__What needs to be done__
The stretch from the line with "negative clicks: (430, 420)" through the line with "box: [430, 0, 900, 71]" in the records below: write it out exactly, and nothing else.

__Data provided__
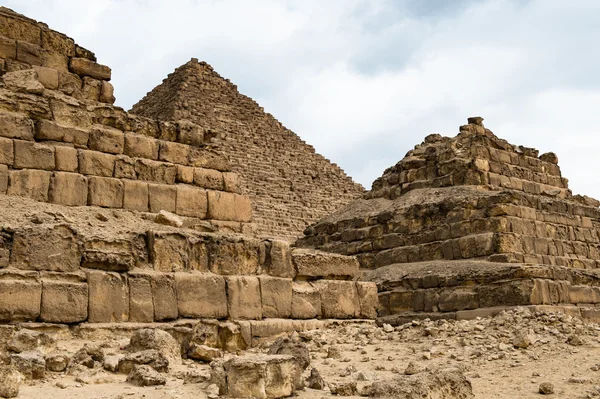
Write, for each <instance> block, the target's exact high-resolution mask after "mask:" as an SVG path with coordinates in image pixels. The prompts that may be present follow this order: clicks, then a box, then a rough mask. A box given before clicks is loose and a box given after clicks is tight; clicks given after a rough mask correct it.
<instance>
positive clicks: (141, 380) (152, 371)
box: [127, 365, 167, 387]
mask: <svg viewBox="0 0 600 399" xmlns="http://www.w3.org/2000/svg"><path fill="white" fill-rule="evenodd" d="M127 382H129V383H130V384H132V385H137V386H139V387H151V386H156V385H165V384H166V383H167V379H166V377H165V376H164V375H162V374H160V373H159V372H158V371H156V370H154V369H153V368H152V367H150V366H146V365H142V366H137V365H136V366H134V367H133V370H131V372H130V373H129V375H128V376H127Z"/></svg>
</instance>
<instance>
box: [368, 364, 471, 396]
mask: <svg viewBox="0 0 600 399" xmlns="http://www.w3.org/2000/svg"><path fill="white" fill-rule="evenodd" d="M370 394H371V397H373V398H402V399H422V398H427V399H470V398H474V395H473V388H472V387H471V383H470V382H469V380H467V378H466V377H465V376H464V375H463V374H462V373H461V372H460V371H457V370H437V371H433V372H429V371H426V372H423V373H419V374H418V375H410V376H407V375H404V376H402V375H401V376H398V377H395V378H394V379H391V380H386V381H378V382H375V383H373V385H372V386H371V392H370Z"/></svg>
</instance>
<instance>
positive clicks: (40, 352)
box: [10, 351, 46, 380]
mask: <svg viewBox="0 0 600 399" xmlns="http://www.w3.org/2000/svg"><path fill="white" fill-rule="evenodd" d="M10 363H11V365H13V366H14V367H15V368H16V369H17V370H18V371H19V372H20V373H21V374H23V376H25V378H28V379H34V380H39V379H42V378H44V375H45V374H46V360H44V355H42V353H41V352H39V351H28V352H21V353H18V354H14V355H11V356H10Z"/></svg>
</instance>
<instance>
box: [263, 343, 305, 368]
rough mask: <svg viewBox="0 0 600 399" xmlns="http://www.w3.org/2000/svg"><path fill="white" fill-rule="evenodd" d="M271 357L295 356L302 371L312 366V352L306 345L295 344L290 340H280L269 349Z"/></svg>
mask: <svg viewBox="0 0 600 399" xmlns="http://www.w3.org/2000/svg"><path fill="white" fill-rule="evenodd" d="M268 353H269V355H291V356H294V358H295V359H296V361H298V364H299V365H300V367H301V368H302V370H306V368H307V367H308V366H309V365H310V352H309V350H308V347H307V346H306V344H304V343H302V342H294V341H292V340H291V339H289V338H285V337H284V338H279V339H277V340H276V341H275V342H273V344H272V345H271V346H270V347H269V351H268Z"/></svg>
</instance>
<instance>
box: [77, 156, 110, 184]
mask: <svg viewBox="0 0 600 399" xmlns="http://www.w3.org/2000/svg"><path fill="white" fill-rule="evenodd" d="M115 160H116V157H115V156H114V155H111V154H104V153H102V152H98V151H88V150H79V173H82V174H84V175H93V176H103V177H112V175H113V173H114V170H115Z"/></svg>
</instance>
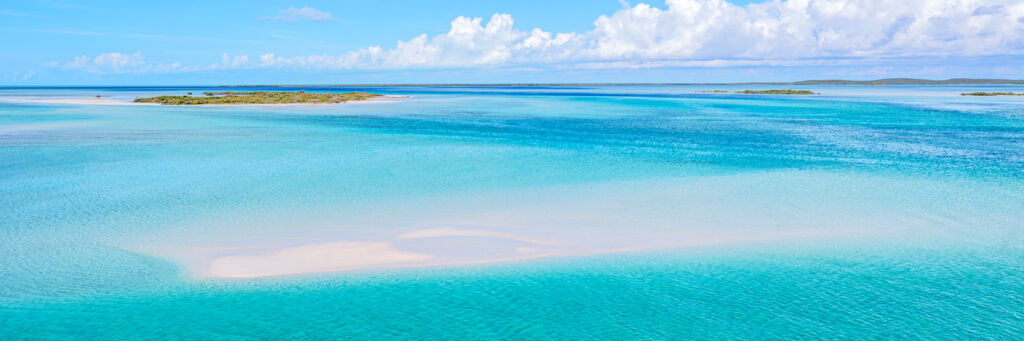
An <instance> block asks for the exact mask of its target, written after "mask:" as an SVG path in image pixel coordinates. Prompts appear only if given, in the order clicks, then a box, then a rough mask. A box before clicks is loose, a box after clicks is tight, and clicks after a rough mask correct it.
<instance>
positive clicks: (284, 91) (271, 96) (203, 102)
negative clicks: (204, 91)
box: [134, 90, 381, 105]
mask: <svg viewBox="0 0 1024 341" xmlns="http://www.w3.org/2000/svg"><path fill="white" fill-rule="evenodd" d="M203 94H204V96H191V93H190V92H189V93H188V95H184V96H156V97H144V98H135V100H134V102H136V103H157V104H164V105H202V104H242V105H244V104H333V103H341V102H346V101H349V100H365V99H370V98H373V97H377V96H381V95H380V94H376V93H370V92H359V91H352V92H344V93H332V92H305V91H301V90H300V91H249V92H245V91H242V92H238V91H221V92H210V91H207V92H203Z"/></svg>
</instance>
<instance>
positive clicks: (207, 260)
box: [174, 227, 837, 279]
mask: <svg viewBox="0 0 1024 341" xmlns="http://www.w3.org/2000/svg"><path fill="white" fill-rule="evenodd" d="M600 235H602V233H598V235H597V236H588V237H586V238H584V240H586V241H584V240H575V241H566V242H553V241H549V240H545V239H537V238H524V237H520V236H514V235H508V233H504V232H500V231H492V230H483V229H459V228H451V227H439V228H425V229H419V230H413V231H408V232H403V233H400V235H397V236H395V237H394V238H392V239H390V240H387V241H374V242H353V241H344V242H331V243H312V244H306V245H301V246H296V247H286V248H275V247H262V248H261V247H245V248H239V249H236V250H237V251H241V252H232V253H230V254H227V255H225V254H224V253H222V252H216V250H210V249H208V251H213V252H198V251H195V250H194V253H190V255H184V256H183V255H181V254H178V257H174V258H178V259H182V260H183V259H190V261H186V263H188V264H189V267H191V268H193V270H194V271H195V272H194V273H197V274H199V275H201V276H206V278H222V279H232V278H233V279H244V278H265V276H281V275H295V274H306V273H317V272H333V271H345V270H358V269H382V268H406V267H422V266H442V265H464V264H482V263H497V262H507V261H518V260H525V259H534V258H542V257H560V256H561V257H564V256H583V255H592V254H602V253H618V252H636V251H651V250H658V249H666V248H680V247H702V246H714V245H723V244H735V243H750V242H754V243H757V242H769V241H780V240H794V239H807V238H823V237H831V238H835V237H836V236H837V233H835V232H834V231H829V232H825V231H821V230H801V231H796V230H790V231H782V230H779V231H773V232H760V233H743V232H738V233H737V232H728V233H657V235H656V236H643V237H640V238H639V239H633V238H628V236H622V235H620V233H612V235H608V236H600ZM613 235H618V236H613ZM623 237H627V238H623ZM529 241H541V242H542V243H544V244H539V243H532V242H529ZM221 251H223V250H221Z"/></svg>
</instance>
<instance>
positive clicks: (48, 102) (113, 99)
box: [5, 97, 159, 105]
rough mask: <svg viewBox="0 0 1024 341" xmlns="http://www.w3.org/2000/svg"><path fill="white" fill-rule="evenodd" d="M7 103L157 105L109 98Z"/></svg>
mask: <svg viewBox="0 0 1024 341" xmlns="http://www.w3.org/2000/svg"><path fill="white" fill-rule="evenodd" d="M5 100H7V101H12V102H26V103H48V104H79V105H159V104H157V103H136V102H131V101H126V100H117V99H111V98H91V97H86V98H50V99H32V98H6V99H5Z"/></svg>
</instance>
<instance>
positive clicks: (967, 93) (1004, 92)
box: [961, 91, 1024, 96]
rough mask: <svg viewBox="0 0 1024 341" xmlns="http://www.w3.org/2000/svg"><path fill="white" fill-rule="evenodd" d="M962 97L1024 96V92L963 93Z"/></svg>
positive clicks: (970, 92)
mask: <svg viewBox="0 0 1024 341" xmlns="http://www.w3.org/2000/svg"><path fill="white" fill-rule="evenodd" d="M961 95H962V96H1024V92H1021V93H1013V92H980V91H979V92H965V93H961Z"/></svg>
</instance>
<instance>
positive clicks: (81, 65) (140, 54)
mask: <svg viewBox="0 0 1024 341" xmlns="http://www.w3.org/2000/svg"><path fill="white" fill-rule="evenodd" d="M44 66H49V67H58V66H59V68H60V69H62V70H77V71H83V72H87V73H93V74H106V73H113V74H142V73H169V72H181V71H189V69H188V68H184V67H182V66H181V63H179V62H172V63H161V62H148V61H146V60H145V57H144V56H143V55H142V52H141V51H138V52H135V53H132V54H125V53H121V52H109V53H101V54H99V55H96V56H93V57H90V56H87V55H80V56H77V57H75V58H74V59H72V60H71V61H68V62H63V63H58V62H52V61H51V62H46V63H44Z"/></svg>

* * *

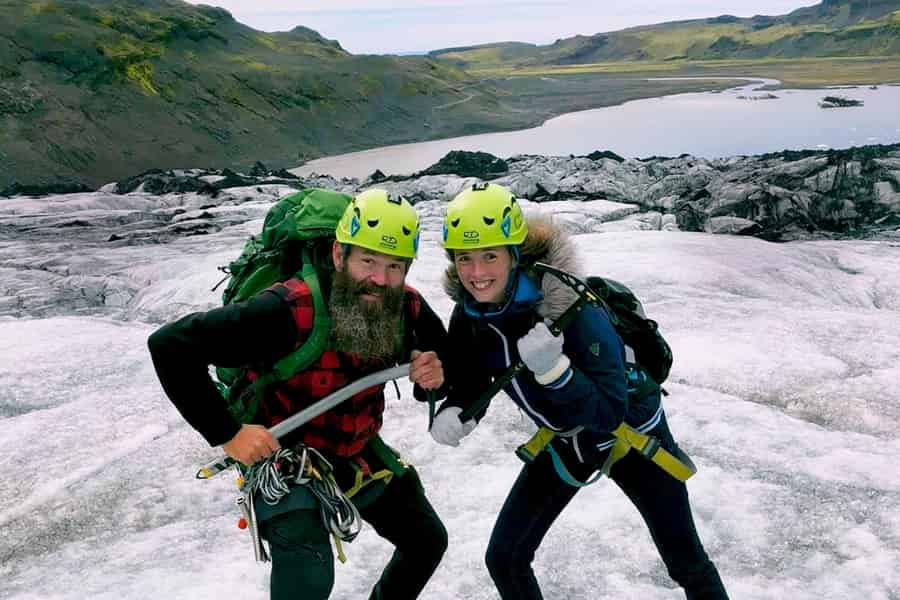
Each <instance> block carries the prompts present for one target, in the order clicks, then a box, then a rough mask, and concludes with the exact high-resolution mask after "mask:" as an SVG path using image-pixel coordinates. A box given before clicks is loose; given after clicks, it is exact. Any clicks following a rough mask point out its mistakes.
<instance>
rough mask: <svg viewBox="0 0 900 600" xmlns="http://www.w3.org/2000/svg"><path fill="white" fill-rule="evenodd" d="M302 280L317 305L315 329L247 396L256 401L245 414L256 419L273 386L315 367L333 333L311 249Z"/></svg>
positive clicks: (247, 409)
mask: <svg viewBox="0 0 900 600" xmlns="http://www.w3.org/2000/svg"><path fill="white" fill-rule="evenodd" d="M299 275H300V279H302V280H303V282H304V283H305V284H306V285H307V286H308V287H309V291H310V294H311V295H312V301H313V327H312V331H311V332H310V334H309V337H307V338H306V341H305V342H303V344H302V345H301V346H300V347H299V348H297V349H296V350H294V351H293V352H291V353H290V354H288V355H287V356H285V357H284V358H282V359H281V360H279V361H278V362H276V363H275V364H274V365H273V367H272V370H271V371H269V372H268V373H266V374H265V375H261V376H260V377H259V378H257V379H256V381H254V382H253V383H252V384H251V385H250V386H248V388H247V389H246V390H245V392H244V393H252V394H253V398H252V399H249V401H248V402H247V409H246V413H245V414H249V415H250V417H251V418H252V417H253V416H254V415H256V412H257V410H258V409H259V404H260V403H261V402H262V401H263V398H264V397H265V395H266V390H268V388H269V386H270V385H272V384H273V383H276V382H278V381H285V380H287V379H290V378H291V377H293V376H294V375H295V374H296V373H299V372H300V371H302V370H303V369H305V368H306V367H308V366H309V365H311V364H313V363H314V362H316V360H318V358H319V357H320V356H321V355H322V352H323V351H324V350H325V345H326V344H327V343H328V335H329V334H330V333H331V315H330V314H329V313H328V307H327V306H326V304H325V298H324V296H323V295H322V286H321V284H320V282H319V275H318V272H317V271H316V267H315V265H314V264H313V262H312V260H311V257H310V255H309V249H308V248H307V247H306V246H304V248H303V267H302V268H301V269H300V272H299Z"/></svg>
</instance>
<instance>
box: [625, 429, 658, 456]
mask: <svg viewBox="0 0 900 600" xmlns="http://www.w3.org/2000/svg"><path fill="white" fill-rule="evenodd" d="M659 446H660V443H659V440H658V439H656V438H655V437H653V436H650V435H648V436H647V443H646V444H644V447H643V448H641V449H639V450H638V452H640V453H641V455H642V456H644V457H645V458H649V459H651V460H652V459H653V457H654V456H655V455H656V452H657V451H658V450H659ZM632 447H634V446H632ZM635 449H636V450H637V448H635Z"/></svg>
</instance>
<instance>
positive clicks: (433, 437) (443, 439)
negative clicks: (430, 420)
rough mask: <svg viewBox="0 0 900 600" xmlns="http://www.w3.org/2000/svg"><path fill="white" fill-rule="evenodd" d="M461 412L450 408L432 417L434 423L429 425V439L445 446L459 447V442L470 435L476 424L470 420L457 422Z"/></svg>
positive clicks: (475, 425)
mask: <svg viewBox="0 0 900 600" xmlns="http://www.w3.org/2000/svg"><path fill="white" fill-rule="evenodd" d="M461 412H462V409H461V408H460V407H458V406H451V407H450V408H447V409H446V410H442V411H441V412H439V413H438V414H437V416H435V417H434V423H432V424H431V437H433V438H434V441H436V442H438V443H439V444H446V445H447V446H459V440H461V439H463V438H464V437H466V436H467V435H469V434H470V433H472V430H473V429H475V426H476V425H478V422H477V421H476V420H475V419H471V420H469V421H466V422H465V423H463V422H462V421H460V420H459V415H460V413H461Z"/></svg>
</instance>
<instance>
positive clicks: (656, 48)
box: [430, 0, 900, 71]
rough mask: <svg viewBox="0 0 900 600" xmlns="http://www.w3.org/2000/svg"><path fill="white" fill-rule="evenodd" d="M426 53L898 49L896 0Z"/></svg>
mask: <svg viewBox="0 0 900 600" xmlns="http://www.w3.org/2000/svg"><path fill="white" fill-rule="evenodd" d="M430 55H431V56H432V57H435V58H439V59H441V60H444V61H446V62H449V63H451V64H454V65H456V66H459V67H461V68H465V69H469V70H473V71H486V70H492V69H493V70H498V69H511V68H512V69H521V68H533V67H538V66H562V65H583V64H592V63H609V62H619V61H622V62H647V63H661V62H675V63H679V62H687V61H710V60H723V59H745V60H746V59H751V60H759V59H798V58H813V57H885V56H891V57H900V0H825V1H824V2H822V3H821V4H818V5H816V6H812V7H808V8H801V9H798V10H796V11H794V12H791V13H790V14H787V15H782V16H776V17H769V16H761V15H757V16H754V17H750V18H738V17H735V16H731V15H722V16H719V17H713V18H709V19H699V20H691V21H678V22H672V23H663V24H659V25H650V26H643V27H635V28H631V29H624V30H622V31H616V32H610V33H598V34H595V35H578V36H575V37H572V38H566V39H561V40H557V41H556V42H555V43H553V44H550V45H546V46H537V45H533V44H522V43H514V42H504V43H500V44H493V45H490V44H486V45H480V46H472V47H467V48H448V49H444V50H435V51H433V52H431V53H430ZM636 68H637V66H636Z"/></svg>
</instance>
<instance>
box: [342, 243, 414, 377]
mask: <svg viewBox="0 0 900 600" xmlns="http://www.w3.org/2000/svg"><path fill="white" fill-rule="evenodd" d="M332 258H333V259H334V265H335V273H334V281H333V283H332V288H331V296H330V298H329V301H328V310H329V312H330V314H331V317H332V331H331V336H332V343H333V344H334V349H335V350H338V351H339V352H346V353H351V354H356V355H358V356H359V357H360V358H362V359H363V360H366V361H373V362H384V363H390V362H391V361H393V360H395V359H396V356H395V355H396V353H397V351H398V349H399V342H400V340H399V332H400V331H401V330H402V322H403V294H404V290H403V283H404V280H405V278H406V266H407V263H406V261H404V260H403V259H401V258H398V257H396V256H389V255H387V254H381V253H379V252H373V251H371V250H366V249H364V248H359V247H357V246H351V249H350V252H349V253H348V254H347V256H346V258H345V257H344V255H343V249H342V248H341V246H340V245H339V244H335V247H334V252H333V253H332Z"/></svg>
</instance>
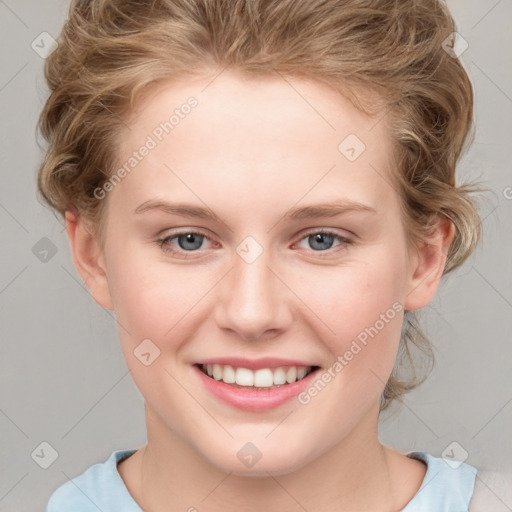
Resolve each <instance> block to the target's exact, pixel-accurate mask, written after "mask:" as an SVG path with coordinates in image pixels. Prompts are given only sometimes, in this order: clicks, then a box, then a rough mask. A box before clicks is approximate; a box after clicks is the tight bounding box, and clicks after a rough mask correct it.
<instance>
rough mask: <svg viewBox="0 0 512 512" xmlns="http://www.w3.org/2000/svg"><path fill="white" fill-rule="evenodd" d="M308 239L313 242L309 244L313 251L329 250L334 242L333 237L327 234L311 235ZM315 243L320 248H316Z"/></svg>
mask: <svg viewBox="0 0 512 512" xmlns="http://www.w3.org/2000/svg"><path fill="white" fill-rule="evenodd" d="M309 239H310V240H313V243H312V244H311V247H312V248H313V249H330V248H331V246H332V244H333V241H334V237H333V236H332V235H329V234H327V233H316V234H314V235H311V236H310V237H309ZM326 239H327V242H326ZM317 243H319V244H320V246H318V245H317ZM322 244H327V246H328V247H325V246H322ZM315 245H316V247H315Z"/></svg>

__Response to the exercise__
negative clicks: (430, 420)
rough mask: <svg viewBox="0 0 900 600" xmlns="http://www.w3.org/2000/svg"><path fill="white" fill-rule="evenodd" d="M461 412L450 408L432 417L434 423L429 425V439L445 446L459 447V442L470 435L476 424L470 420L457 422Z"/></svg>
positive clicks: (475, 425)
mask: <svg viewBox="0 0 900 600" xmlns="http://www.w3.org/2000/svg"><path fill="white" fill-rule="evenodd" d="M461 412H462V409H461V408H460V407H458V406H451V407H450V408H447V409H446V410H442V411H441V412H439V413H438V414H437V416H435V417H434V423H432V424H431V437H433V438H434V441H436V442H438V443H439V444H446V445H447V446H459V440H461V439H463V438H464V437H466V436H467V435H469V434H470V433H472V430H473V429H475V426H476V425H478V422H477V421H476V420H475V419H471V420H469V421H466V422H465V423H463V422H462V421H460V420H459V415H460V413H461Z"/></svg>
</instance>
<instance>
positive clicks: (656, 48)
box: [430, 0, 900, 71]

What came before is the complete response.